▸ **Request 1**: In the listing, arrange the lines from "Bounding boxes for mountain." through "[110, 200, 142, 238]" as a Markdown table with the columns No. and Line, leaving out blank lines.

Towards the middle of the day we visited some archaeological sites in the middle of Moorea. Unfortunately it was a bright sunny day which does not help for photographs in a forest.
Nowadays in Tahiti and Moorea everyone lives on the coastal strip. In the old days, there was a great population living in the inland valleys. About 500 ancient structures have been identified in the Opunohu Valley on Moorea though not many are visible as the tropical forest quickly swallows most of them up.
There were 150,000 people in Tahiti at the time of first European contact and 50,000 in Moorea. At the time of Captain Cook’s first visit, a war party of 10,000 left Tahiti to attack Moorea. This however, only represented the northern part of Tahiti and the warriors of Moorea were able to deal with it so the Tahiti war party later returned defeated.
The functions of priests at maraes included shamanic services. For example, if a woman were pregnant she would pay the priests with goods and food, the priest would enter a trance to commune with the Gods and then provide a guarantee of a successful delivery. There were both larger public maraes and smaller family maraes.

▸ **Request 2**: Pick up the passage about ancient sites on Moorea after its final sentence and keep writing it.

[Entries from an annotation dataset]
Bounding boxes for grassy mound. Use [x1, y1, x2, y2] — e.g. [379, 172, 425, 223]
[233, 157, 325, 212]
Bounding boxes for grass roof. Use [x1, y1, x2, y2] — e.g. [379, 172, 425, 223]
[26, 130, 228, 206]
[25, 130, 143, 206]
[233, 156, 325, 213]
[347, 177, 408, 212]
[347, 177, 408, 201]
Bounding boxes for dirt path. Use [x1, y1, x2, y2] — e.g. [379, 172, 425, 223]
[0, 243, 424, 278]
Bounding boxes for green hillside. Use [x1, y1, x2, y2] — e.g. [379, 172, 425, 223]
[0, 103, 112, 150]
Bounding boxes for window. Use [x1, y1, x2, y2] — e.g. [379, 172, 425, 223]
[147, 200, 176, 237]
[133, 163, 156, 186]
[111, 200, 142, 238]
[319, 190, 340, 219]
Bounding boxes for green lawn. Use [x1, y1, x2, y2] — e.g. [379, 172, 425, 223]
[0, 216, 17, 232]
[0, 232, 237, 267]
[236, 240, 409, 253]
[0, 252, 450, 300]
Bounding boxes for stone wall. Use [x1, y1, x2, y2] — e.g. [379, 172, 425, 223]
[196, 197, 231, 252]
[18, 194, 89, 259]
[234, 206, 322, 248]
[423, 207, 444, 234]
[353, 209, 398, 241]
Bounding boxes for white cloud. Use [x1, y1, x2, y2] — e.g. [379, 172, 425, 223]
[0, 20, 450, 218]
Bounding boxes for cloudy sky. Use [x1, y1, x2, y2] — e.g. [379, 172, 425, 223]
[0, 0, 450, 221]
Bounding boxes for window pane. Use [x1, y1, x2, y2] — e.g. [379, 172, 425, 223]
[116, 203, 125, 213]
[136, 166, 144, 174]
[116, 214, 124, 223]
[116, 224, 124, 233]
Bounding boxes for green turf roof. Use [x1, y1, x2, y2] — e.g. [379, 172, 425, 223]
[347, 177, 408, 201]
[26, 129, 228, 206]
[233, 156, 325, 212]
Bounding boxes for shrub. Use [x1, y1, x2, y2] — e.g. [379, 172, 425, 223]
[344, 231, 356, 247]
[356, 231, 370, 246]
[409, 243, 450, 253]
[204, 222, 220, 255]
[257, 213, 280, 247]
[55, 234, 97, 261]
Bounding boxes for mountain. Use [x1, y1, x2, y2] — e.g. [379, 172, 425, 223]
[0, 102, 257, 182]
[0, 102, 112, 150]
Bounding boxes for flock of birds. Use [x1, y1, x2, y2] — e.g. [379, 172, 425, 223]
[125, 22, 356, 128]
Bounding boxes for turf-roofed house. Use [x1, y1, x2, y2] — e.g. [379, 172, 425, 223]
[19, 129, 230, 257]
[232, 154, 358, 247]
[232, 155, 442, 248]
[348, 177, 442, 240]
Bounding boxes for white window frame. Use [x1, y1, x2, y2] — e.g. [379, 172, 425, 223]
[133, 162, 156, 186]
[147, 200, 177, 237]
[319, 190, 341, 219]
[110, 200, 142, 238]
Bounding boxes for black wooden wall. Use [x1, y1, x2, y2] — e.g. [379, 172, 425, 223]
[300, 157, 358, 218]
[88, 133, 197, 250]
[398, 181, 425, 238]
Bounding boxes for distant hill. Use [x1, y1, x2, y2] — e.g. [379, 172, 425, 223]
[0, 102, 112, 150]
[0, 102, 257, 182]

▸ **Task output 1**:
| No. | Line |
|---|---|
| 1 | Bounding boxes for mountain. Use [x1, y1, x2, y2] — e.g. [379, 172, 425, 223] |
| 2 | [0, 102, 257, 182] |
| 3 | [0, 102, 112, 150] |
| 4 | Bounding boxes for flock of birds. Use [x1, y1, x2, y2] — e.g. [379, 172, 425, 223] |
| 5 | [125, 22, 356, 128] |
| 6 | Bounding boxes for turf-roofed house. Use [x1, y1, x2, y2] — e.g. [379, 172, 425, 223] |
| 7 | [19, 129, 230, 257] |
| 8 | [232, 154, 358, 247] |
| 9 | [232, 155, 442, 248] |
| 10 | [348, 177, 442, 240] |
| 11 | Bounding boxes for white window frame. Use [x1, y1, x2, y2] — e.g. [379, 172, 425, 223] |
| 12 | [133, 162, 156, 186] |
| 13 | [147, 200, 177, 237] |
| 14 | [319, 190, 341, 219] |
| 15 | [110, 200, 142, 238] |

▸ **Task output 2**:
Only men were allowed on the maraes (except for some ari’i women (chiefs)) and they could also be places of refuge. For example, there was a stage in funeral practices when the relatives of the dead person could run amok with impunity (to use a Malaysian phrase from a different culture). It was just taken to be a natural expression of grief. Males could take refuge on the marae but women had to hide somewhere else.
Tahitian society was communalistic with marked social pressures to give things away rather than to hoard them. They had a great variety of natural resources including trees and plants for canoes, huts, baskets, clothes, food and herbs. They had various cultivated crops, pigs and a variety of marine foods from the reef and the open ocean.
The Tahitians had an easy life in that they didn’t see the necessity to make any great efforts for their food supplies. Captain Cook left them sheep, goats, cattle and various plant crops. Some such as the sheep died because they were unsuited to the conditions but others the Tahitians did not exploit because they weren’t short of food and the effort required seemed too great.
Tahitian social customs were also quite different from ours in many ways. Children, for example were sacred and there were ceremonies that removed this sacredness in stages until they became adults. Objects that they touched, while effectively owned and in use by another person, became sacred and unavailable for use. When the first male child was born, he automatically became head of the family and the father merely the regent.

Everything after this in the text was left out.